───── Trecho do documento ─────
A filosofia também se destaca pela estranheza na relação do sujeito com o cotidiano de suas representações. Na filosofia clínica acontece algo semelhante, por exemplo, no processo inicial da terapia, e bem depois, em seus desdobramentos, onde o filósofo não possui uma metodologia apriorística, o que se conhece, se conhece pela primeira vez. Possui, dentre outros fundamentos, uma hermenêutica filosófica, que lhe possibilita um acolhimento compreensivo do outro diante de si mesmo. 

Esse instante preliminar pode ser decisivo para a continuidade da clínica, pois cabe ao filósofo, além de cuidar do partilhante, cuidar de sua própria estrutura de pensamento nessa interseção. Noutras palavras, observar e sentir sua estrutura observando e sentindo o fenômeno partilhante diante de si, estabelecendo uma clarividência sobre os desdobramentos da terapia.  

Em filosofia clínica a natureza dos encontros é de um saber que não sabe. Para cuidar dessa fonte de inspiração – o outro - há de se ter uma indeterminação convidativa ao explorar compartilhado. Um dos momentos significativos da atividade terapêutica é o momento em que a pessoa se reconhece num endereço existencial que a traduza, represente – incluindo aí suas incompletudes, lacunas, provisoriedades – numa condição em vias de ser aquilo que ainda não é.

Existem inúmeras circunstâncias onde o esboço já é a obra. Nesse processo terapêutico existencial, compete ao filósofo clínico uma intimidade estrangeira, em busca de compreender os indícios, rastros, nuances sobre as considerações do partilhante acerca de sua vida. Uma obra de arte inacabada, exilada no silêncio das palavras não pronunciadas.
─────
# Ações necessárias
1 > Duplique, no texto sobre filosofia clínica, tudo o que vai de "Esse instante preliminar" até "desdobramentos da terapia.".
2 > Escreva a parte seguinte do texto sobre filosofia clínica, começando logo após a última frase dele.
───── Seção de dados ─────
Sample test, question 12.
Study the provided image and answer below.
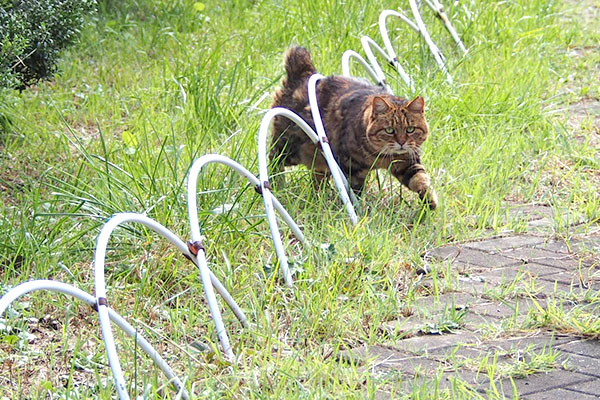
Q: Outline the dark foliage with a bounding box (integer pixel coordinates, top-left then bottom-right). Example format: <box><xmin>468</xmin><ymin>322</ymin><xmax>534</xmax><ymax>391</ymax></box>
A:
<box><xmin>0</xmin><ymin>0</ymin><xmax>97</xmax><ymax>88</ymax></box>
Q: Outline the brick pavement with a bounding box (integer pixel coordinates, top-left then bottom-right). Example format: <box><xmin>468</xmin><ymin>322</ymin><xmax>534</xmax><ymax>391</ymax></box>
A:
<box><xmin>340</xmin><ymin>212</ymin><xmax>600</xmax><ymax>400</ymax></box>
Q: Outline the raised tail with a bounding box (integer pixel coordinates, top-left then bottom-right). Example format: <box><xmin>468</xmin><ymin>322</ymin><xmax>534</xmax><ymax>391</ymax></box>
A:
<box><xmin>284</xmin><ymin>46</ymin><xmax>317</xmax><ymax>86</ymax></box>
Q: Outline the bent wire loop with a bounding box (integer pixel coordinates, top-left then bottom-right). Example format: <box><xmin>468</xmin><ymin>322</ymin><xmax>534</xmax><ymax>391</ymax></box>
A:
<box><xmin>0</xmin><ymin>0</ymin><xmax>470</xmax><ymax>400</ymax></box>
<box><xmin>94</xmin><ymin>213</ymin><xmax>247</xmax><ymax>399</ymax></box>
<box><xmin>342</xmin><ymin>0</ymin><xmax>467</xmax><ymax>92</ymax></box>
<box><xmin>0</xmin><ymin>280</ymin><xmax>190</xmax><ymax>400</ymax></box>
<box><xmin>258</xmin><ymin>104</ymin><xmax>358</xmax><ymax>238</ymax></box>
<box><xmin>188</xmin><ymin>153</ymin><xmax>307</xmax><ymax>288</ymax></box>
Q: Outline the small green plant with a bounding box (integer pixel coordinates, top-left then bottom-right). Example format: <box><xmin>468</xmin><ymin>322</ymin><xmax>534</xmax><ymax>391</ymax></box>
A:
<box><xmin>0</xmin><ymin>0</ymin><xmax>96</xmax><ymax>87</ymax></box>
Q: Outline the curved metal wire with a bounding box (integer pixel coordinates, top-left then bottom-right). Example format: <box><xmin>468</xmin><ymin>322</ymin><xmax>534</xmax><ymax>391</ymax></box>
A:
<box><xmin>94</xmin><ymin>213</ymin><xmax>234</xmax><ymax>399</ymax></box>
<box><xmin>188</xmin><ymin>154</ymin><xmax>308</xmax><ymax>286</ymax></box>
<box><xmin>342</xmin><ymin>0</ymin><xmax>467</xmax><ymax>92</ymax></box>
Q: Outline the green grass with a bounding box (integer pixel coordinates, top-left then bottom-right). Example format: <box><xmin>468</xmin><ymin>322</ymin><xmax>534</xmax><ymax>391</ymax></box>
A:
<box><xmin>0</xmin><ymin>0</ymin><xmax>600</xmax><ymax>399</ymax></box>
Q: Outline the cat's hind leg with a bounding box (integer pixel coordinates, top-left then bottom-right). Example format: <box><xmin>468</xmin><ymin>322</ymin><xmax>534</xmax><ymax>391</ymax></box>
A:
<box><xmin>311</xmin><ymin>169</ymin><xmax>331</xmax><ymax>192</ymax></box>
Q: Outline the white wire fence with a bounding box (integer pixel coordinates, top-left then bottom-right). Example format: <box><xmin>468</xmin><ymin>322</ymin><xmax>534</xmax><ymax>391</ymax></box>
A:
<box><xmin>0</xmin><ymin>0</ymin><xmax>468</xmax><ymax>400</ymax></box>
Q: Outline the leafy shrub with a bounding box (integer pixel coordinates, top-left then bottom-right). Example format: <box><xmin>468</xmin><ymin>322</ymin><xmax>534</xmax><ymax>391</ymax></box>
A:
<box><xmin>0</xmin><ymin>0</ymin><xmax>97</xmax><ymax>88</ymax></box>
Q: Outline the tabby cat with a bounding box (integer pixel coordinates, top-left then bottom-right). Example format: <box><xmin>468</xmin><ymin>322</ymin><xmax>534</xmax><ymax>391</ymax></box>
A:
<box><xmin>269</xmin><ymin>46</ymin><xmax>437</xmax><ymax>209</ymax></box>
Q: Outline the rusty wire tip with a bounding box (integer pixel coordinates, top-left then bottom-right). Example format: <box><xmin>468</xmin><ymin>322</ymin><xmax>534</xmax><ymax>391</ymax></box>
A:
<box><xmin>186</xmin><ymin>240</ymin><xmax>204</xmax><ymax>258</ymax></box>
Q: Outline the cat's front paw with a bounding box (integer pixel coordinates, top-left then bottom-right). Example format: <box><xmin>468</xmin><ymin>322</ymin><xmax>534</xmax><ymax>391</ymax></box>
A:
<box><xmin>408</xmin><ymin>172</ymin><xmax>438</xmax><ymax>210</ymax></box>
<box><xmin>419</xmin><ymin>187</ymin><xmax>438</xmax><ymax>210</ymax></box>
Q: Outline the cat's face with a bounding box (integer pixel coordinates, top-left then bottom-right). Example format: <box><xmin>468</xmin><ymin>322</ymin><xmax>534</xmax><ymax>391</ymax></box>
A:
<box><xmin>365</xmin><ymin>96</ymin><xmax>429</xmax><ymax>158</ymax></box>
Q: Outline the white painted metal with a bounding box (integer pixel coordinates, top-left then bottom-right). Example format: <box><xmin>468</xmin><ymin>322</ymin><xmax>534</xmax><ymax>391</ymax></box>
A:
<box><xmin>0</xmin><ymin>280</ymin><xmax>190</xmax><ymax>400</ymax></box>
<box><xmin>94</xmin><ymin>213</ymin><xmax>234</xmax><ymax>399</ymax></box>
─────
# Respostas por tarefa
1 >
Esse instante preliminar pode ser decisivo para a continuidade da clínica, pois cabe ao filósofo, além de cuidar do partilhante, cuidar de sua própria estrutura de pensamento nessa interseção. Noutras palavras, observar e sentir sua estrutura observando e sentindo o fenômeno partilhante diante de si, estabelecendo uma clarividência sobre os desdobramentos da terapia.

2 >
A uma percepção de ótica universal, os inéditos ensaios de cada um permanecem desconhecidos. Eventos assim se apresentam na forma difusa de uma inquietude. É bom lembrar que, a cada visita ao mundo de alguém, você o modifica com sua presença, interfere no ambiente, bem como esse lugar modifica você.

Trata-se de um transbordamento por onde a pessoa conjuga horizontes, numa língua estranha ao lugar onde se pronuncia. Sendo algo desconsiderado num contexto, pode ser a novidade que faltava noutra perspectiva. Nesse sentido, o vocabulário utilizado por uma pessoa, ainda quando em um mesmo idioma, costuma inaugurar uma língua diferente. Um convite para conhecer as múltiplas regiões de si mesmo.

É da essência do viver ser incompletude, através dela a vida se reapresenta, compõe seus roteiros pelo instante fugaz. O pressuposto da historicidade aprecia ser cúmplice desses rastros esparramados entre o que se diz e o que não se mostra. Constitui ingredientes a uma porção desmedida de toda medida. A fenomenologia presente na indeterminação dos dias reconhece e acolhe os subúrbios de si mesmo, apresenta uma intencionalidade ainda sem nome.